ENTRIES SHOWN>

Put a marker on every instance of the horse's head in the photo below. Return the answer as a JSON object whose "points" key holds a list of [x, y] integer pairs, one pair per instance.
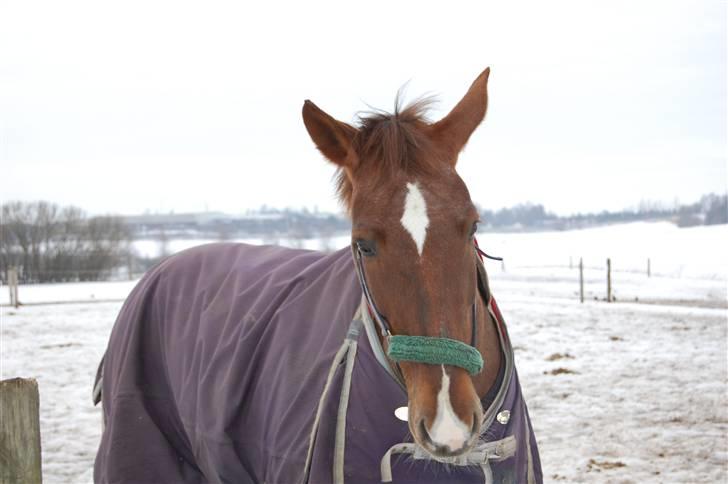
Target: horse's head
---
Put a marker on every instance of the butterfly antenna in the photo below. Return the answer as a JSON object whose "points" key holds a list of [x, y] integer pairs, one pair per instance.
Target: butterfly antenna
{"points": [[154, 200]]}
--
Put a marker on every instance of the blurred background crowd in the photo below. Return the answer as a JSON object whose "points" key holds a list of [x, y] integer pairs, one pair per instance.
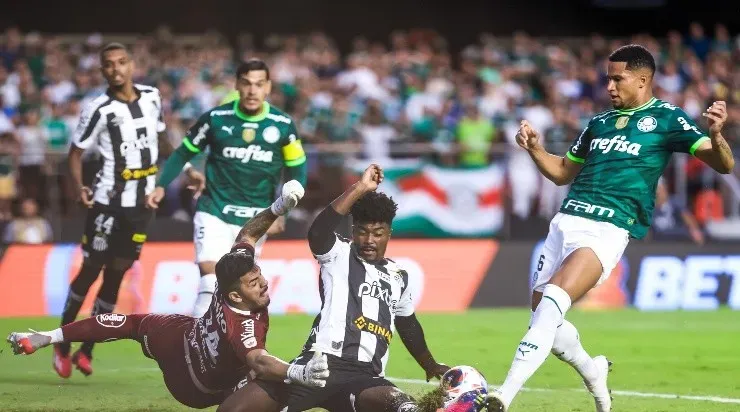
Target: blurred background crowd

WHAT TO WORK ON> Recast the data from the line with "Put a marker on every instance of the horse's" to the line with "Target: horse's head", both included, as a Markdown table with the columns Number and Line, one row per line and no blank lines. Leave the pictures out of the table.

TASK RESULT>
| Number | Line |
|---|---|
| 1 | Put a marker on every instance of the horse's head in the photo below. Return the answer as a JSON object whose "points" key holds a list of [x, y] integer pairs, one pair per instance. |
| 2 | Target: horse's head |